## Excerpted text
◇ ◇ ◇ ◇ ◇ ◇ ◇
BEAUTY QUEEN TITLEClick here to go straight to the course page and check it out!

When I was a little kid, my favorite game to play was Day Spa.  I would pull out all of my Mother’s beauty supplies, ask her to don her silk pajamas, and pamper her from head to toe. (I didn’t get any complaints about this game.) Facials, massages, manicures and pedicures, I was obsessed with all of them!  When I turned 18, my hobby evolved into a career when I decided not to go to college so I could go to skin care school instead.  My passion for beauty as a means of empowerment and self care has always been a fire that burns strong and bright. 

I went on to work in some of the most prestigious jobs in the professional skin care industry, managing a nationwide team of educators and being featured in several fashion magazines.  After working with hundreds of women and seeing their lives change, I began to understand the spiritual implications of this ancient art.  From the the moment I first poured bubbles into a bathtub, beauty ritual has always provided a sanctum, a way to hit my inner reset button and lay flowers at the altar of my feminine force.
◇ ◇ ◇ ◇ ◇ ◇ ◇
Items from a dataset

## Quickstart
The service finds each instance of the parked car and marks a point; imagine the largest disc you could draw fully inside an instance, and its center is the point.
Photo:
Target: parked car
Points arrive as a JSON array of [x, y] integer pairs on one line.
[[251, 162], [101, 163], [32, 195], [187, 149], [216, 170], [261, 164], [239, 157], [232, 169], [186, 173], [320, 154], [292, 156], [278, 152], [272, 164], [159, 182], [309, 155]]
◇ ◇ ◇ ◇ ◇ ◇ ◇
## Tasks to complete
1. Quote the excerpt about skin care word for word between "BEAUTY QUEEN TITLEClick" and "strong and bright.", inclusive.
2. In the excerpt about skin care, why did the narrator decide not to go to college at 18? Explain in one to three sentences.
3. Proceed with the excerpt about skin care from the point where it stops.

## Results
1.
BEAUTY QUEEN TITLEClick here to go straight to the course page and check it out!

When I was a little kid, my favorite game to play was Day Spa.  I would pull out all of my Mother’s beauty supplies, ask her to don her silk pajamas, and pamper her from head to toe. (I didn’t get any complaints about this game.) Facials, massages, manicures and pedicures, I was obsessed with all of them!  When I turned 18, my hobby evolved into a career when I decided not to go to college so I could go to skin care school instead.  My passion for beauty as a means of empowerment and self care has always been a fire that burns strong and bright.

2. The narrator skipped college in order to attend skin care school. This was how a childhood hobby of pampering became a career.

3.
But with so much information out there, most of which preys on our insecurities to drive us into a purchase, it’s impossible to know who and what to trust. Well, I want to take my lifetime of knowledge and experience, and I want to change that for you.  I want to be your personal fairy Godmother, helping you make wise, educated decisions on how to invest your time and money.  I want to share with you the powerful, alchemical rituals that I have spent a lifetime developing and refining.

Most of all, whether your beauty routine is comprised of 18 different shades of red lipstick or just one, simple jar of coconut oil, I want you to feel empowered. 

Like it or not, we spend thousands of hours and thousands of dollars over the span of our lives caring for and tending to our beauty.  This is not vain or narcissistic, it is an ancient art of deep pleasure and self love. So take my well manicured hand and let me teach you everything I know in my new course – Beauty Queen!

Beauty Queen is a four-week personal spa school that will teach you both the science and the art of tending the garden of your beauty.  Enrollment is only open for a limited time so click here to open up and let’s rule your ritual together!

With passion and love,

KITTY_CAVALIER_ICON(1)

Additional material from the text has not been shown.